> [Work instruction]:
From the listing below, pull each line that includes "clicks".

> [Dataset excerpts]:
= Beginning of Section =

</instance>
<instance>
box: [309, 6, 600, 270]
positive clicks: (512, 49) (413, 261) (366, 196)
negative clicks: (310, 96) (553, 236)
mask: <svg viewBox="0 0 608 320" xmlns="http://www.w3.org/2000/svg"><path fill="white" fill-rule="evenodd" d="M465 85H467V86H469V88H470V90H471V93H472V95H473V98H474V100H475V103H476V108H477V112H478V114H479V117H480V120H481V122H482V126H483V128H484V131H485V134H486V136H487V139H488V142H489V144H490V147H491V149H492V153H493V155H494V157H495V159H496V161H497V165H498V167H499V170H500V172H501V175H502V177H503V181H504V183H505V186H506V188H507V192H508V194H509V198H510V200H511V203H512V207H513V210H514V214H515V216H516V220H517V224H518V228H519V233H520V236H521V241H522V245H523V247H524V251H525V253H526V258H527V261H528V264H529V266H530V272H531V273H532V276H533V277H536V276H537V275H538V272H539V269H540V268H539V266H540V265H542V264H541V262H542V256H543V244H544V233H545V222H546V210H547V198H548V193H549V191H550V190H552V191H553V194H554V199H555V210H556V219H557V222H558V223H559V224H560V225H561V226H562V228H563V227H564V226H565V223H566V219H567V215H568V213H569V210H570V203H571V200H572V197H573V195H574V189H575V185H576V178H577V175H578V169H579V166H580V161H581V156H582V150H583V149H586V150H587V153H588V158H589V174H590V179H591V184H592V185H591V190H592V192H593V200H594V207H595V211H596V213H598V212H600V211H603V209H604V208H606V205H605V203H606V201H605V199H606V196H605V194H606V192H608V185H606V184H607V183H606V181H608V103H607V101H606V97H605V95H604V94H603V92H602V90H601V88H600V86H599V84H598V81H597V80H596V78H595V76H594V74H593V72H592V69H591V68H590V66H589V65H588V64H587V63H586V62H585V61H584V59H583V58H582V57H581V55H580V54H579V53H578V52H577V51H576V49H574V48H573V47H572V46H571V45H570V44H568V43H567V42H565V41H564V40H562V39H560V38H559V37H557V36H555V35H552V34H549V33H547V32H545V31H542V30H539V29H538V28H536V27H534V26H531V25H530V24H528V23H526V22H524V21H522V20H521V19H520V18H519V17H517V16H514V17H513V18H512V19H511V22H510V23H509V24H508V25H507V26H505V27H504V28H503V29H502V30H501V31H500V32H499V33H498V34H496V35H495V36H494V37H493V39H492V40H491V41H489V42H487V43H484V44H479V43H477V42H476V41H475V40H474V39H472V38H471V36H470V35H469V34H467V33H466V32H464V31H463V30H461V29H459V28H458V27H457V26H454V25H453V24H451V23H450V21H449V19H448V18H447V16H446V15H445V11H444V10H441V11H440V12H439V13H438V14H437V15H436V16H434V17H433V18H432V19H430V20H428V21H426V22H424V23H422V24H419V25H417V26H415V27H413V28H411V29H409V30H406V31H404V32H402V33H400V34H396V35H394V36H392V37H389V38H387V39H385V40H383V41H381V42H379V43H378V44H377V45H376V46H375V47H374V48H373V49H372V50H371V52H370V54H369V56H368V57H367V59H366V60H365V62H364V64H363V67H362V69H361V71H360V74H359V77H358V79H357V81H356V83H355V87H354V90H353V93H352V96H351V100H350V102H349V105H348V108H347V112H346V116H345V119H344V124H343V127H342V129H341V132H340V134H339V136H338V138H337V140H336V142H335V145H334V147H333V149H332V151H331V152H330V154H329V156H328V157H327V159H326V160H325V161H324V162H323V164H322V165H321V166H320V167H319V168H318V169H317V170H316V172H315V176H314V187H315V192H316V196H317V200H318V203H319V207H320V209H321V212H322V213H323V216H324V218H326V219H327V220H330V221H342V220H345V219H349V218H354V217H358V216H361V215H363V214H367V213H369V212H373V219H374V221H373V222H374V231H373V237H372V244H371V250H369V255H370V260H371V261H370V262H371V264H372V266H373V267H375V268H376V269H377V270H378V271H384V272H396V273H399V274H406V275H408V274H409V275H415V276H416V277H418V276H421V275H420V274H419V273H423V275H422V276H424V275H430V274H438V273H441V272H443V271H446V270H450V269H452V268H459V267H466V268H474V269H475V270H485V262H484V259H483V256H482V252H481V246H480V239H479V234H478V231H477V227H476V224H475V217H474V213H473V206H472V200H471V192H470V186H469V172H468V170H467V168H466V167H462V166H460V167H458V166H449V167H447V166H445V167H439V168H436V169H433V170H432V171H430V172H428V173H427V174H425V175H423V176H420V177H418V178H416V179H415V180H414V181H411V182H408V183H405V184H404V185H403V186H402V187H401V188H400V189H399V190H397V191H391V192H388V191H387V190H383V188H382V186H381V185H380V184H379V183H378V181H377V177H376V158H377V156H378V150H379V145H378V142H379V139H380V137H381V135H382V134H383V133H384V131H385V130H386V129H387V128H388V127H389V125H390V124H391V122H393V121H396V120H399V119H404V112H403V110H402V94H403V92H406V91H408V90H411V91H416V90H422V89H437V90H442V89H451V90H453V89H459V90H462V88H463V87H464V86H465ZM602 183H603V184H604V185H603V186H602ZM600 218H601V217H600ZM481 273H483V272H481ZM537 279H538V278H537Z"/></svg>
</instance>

= End of Section =

> [Problem solution]:
positive clicks: (512, 49) (413, 261) (366, 196)
negative clicks: (310, 96) (553, 236)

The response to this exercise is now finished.